__Problem requirements__.
Extract every line starting at the line that contains "segment white football shorts, each instance" and ending with the final line of the data, inclusive; give only those lines, word for word.

Items from a data source:
───

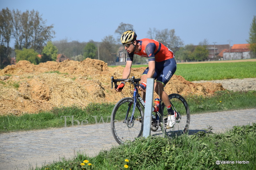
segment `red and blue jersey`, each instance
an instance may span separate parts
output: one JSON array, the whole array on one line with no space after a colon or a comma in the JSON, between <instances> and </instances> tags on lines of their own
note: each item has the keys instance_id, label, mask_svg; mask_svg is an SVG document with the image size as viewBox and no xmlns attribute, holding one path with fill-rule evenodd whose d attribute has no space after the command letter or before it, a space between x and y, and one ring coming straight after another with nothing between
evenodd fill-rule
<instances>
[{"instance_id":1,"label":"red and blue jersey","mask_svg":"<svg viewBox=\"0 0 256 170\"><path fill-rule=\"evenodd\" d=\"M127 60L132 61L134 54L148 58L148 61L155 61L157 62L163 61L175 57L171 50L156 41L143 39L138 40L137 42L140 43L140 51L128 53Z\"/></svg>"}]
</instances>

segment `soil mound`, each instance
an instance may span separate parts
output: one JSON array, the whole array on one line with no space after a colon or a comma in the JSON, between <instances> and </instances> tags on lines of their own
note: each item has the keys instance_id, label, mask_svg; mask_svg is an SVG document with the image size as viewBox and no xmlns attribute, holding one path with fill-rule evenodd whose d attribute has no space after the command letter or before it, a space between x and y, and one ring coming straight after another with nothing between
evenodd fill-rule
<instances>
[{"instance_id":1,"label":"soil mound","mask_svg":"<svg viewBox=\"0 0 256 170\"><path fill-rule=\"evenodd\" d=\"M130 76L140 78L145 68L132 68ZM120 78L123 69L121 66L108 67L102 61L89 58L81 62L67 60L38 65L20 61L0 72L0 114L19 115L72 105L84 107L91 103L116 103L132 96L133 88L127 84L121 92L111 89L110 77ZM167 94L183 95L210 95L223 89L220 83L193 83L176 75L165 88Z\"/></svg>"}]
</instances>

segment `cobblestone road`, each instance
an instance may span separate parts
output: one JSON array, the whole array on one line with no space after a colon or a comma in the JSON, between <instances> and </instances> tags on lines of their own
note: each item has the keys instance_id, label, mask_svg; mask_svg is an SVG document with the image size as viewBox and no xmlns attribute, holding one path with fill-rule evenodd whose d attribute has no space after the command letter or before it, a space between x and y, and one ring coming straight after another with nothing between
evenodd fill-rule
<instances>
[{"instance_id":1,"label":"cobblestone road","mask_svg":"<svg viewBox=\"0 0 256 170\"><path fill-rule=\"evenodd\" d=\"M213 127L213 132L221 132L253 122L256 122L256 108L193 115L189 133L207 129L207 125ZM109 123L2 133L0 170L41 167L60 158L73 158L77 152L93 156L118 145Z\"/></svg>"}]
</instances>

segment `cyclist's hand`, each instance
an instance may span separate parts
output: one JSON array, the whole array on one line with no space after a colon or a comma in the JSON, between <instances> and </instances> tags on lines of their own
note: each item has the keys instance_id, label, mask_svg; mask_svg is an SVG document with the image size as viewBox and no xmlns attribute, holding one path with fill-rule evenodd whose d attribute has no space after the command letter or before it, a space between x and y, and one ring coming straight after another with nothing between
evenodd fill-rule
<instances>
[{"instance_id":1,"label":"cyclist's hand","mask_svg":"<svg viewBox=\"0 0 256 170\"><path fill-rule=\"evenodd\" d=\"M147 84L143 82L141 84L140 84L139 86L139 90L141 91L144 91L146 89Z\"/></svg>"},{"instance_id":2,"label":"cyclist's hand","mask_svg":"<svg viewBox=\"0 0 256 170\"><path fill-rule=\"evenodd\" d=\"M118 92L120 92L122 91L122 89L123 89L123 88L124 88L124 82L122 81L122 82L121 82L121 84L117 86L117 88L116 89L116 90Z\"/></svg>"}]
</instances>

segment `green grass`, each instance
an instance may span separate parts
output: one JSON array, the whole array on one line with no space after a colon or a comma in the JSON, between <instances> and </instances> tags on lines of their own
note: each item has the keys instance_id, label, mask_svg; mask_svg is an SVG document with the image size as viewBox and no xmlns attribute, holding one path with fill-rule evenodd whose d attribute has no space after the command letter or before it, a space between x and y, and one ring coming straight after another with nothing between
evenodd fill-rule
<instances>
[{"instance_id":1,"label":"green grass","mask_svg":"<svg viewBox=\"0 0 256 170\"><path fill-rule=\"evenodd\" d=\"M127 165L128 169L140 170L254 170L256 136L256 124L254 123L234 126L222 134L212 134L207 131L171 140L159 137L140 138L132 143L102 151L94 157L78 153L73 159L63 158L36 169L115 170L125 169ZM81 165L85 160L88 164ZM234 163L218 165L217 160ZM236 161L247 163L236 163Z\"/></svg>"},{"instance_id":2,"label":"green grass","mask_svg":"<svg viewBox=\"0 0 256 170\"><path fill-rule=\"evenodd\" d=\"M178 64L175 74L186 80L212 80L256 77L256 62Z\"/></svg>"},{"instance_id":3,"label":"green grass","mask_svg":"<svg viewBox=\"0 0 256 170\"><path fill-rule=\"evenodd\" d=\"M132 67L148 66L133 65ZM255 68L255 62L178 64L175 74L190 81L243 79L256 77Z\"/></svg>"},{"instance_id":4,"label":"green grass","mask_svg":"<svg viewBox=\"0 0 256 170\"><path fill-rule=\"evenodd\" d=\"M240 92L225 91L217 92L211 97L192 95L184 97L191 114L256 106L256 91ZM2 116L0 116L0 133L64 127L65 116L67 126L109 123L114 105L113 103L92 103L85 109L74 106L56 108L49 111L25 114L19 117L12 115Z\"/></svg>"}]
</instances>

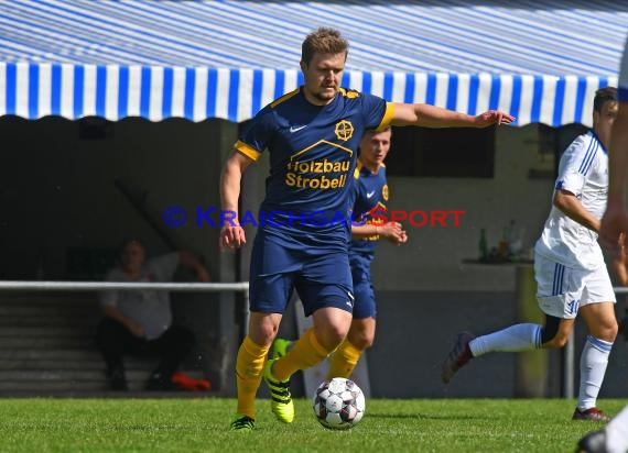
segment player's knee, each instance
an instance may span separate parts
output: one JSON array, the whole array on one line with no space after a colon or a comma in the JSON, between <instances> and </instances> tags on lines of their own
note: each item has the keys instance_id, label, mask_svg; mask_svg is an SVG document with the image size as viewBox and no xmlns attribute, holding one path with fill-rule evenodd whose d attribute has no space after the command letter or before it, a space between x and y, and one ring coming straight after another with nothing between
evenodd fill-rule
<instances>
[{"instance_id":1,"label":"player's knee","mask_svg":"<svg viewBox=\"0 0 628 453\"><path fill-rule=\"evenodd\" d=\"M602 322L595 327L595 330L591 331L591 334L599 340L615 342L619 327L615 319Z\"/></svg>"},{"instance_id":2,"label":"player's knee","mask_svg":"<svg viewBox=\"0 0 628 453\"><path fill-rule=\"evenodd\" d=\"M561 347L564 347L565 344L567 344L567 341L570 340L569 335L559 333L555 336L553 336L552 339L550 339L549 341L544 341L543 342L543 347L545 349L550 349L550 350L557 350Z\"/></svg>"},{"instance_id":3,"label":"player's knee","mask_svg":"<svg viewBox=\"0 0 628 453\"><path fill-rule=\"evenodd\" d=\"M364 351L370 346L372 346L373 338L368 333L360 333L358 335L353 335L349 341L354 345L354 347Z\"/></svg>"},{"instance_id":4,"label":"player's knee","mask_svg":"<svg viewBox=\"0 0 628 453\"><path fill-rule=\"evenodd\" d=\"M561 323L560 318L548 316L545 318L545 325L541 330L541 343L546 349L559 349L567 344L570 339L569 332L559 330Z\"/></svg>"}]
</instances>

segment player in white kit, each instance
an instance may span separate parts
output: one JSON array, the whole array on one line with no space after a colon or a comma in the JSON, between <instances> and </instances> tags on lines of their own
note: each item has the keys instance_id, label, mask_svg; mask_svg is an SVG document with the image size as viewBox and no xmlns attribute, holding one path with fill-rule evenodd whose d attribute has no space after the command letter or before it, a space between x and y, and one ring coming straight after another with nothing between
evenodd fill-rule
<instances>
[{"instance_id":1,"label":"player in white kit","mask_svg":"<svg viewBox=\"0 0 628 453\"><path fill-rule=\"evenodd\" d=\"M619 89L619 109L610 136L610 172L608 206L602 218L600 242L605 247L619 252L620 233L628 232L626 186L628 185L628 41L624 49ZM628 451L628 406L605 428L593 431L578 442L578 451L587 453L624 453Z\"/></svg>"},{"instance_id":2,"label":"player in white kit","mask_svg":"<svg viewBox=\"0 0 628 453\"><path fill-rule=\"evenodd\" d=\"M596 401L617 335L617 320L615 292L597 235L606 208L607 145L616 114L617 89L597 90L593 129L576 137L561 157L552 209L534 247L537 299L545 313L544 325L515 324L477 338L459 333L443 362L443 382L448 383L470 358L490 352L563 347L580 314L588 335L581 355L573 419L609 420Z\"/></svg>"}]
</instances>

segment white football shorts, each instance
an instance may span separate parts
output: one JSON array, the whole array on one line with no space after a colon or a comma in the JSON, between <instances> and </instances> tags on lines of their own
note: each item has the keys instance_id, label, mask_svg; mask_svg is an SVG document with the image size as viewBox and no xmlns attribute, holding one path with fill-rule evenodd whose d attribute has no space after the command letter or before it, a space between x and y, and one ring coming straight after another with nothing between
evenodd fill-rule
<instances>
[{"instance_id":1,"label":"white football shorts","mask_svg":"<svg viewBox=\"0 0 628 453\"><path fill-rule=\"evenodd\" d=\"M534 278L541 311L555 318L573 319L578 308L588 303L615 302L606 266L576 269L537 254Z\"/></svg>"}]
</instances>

───

__Task solution__.
segment white football shorts, each instance
an instance may span separate parts
output: one JSON array, the whole array on one line with no space after a colon or a comma in the JSON, between <instances> and </instances> tags on lines of their own
note: each item has the keys instance_id, label, mask_svg; mask_svg is an SVG document with the image size as viewBox and no xmlns attribute, holding one path with fill-rule evenodd whose d attribute has no space after the command letter or before it, a space between x and y, and one ring coming straight after another with nothing between
evenodd fill-rule
<instances>
[{"instance_id":1,"label":"white football shorts","mask_svg":"<svg viewBox=\"0 0 628 453\"><path fill-rule=\"evenodd\" d=\"M534 278L541 311L555 318L573 319L578 308L588 303L615 302L606 266L576 269L537 254Z\"/></svg>"}]
</instances>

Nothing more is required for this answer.